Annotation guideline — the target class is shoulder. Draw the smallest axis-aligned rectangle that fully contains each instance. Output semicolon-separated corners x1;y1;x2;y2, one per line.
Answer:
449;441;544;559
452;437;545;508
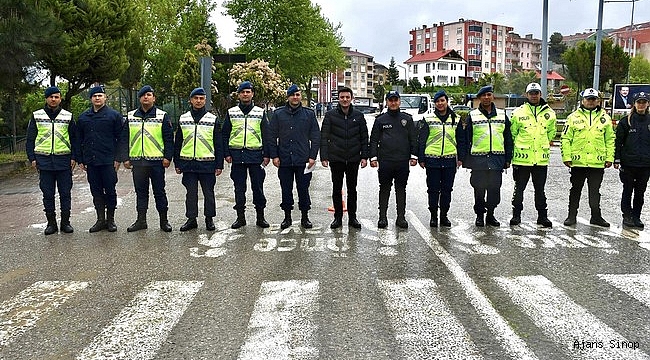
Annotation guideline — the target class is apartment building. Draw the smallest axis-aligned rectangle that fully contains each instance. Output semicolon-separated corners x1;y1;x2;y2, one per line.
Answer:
409;18;513;80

• _EXERCISE REQUIREMENTS_
Copy out the data again with each occurrence of "rectangle" changed to "bounding box" and nothing else altered. Omit the pictures.

• _FINAL RESULT_
Annotation guideline — the target class is shoulder. Draw the smallest axis-aligned bounding box that fully contains each instance. Output semicolon-separated corners x1;y1;x2;y2, one per line.
Answer:
449;441;544;559
452;437;545;508
Annotation guideline — the target class is apartment building. Draw the smallest axis-aligned bounding box that fully contains each instance. Output semicolon-separated corners x1;y1;x2;y2, one per line.
Answer:
409;18;513;80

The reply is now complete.